Lines excerpted from a collection
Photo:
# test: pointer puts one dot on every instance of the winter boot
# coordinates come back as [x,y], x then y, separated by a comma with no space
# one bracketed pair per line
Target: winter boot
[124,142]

Exercise details: Replace "winter boot" with "snow boot" everywhere in the lines and write them out again, leaving everything else as it is.

Correct response:
Photo:
# test: pointer puts one dot on every instance of the snow boot
# coordinates come back as [x,y], x then y, separated by a comma with no space
# one bracketed pair per line
Target: snow boot
[124,142]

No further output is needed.